Arbeitsanweisungen:
(1) Erläutere anhand des Abschnitts zum Hightech Innovation Center München, weshalb die Einschnitte jeweils in der Mitte der Fassade angeordnet sind.
(2) Ermittle, wie viele Zeilen der Auflistung die Zeichenfolge „with“ enthalten, und nenne ausschließlich die Zahl.

Hightech Innovation Center München

Vielerlei Artikel der Firma Würth sind in unseren Gebäuden bereits zur Anwendung gekommen. Mit der Planung des Hightech Innovation Center durften nun wir für das Unternehmen tätig werden. Das Gebäude nimmt Laborräume, Werkstätten und Büros für die Produktentwicklung von innovativen und kundenspezifischen, elektronischen und elektromechanischen Bauteilen auf.
Um das geforderte Programm im extrem eng gesteckten und detailliert ausformulierten Rahmen des Bebauungsplans umsetzen zu können, haben wir einen kompakten dreigeschossigen Quader entworfen, aus dem einzelne Volumen ausgeschnitten sind. Diese Einschnitte liegen jeweils in der Mitte der Fassade, damit der Gesamtbaukörper seinen Charakter als klare stadträumliche Setzung behält und dem Ort allseitig ein Gesicht verleiht. Es entstehen dabei räumlich gefasste Terrassen, die dem Wunsch nach differenzierten Freiräumen für Mitarbeiter und Gäste des Hauses entsprechen.
Der Haupteingang liegt in einer solchen zurückgesetzten Situation auf der Westseite des Gebäudes. Das weit auskragende Vordach wird zu einem späteren Zeitpunkt als Auflager für eine Brücke dienen, welche die interne Verbindung hinüber zu einem zweiten Bauabschnitt ermöglicht. Zukünftig kann somit ein attraktiver, von beiden Gebäuden gefasster Vorplatz entstehen und als „Visitenkarte“ des Unternehmens zum Aufenthalt und zu Empfängen einladen.
Die ebenerdige Terrasse im Süden dient als Freisitz des Betriebsrestaurants und erhält durch den unmittelbar angrenzenden öffentlichen Grünraum hohe Aufenthaltsqualität. In der Mitte des Gebäudes liegt ein quadratischer Innenhof als begrünter Gartenraum, zu dem hin sich das Foyer und das Restaurant mit dem angrenzenden Sportraum großzügig öffnen.

Datensätze zur Punktannotation:
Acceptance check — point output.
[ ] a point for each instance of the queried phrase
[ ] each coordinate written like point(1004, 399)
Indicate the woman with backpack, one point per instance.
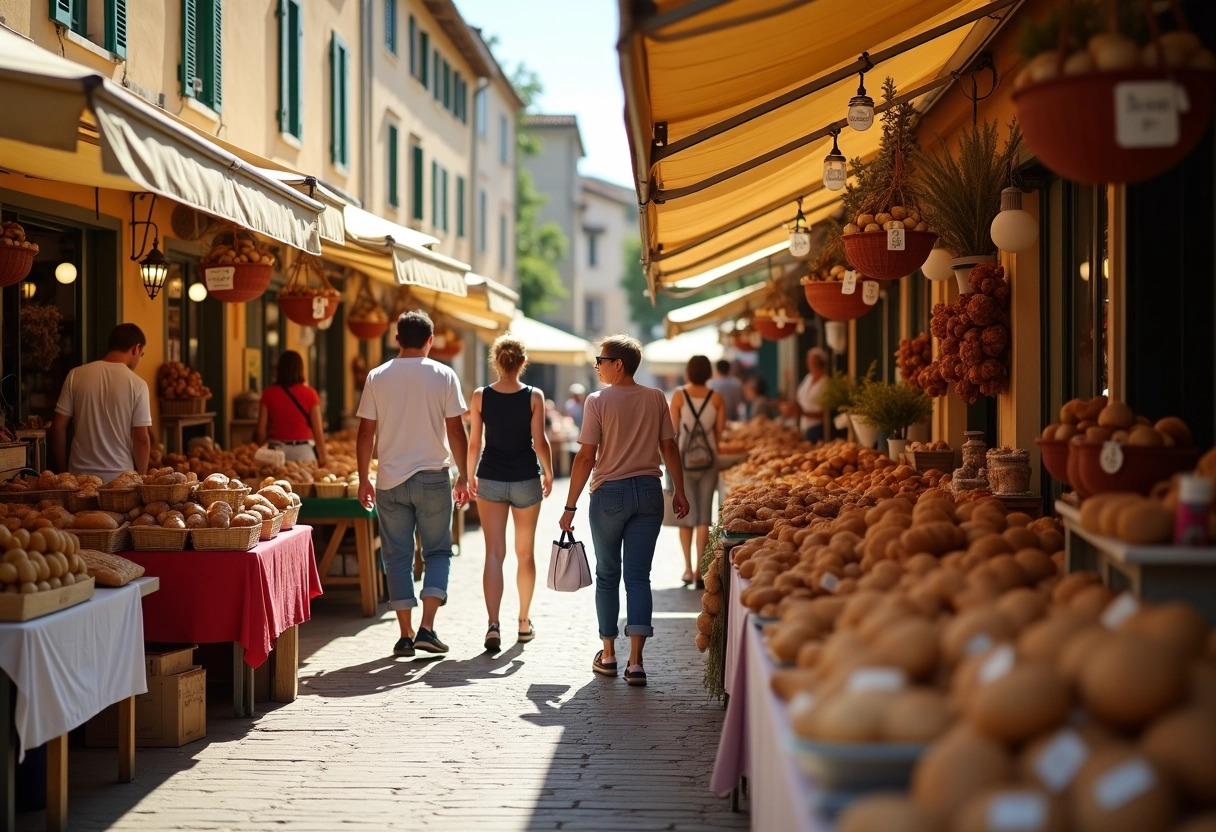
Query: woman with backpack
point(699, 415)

Antworten je Aufgabe:
(1) Die Einschnitte liegen mittig in der Fassade, damit der Gesamtbaukörper seinen Charakter als klare stadträumliche Setzung behält. Zugleich soll er dem Ort auf allen Seiten ein Gesicht geben.

(2) 2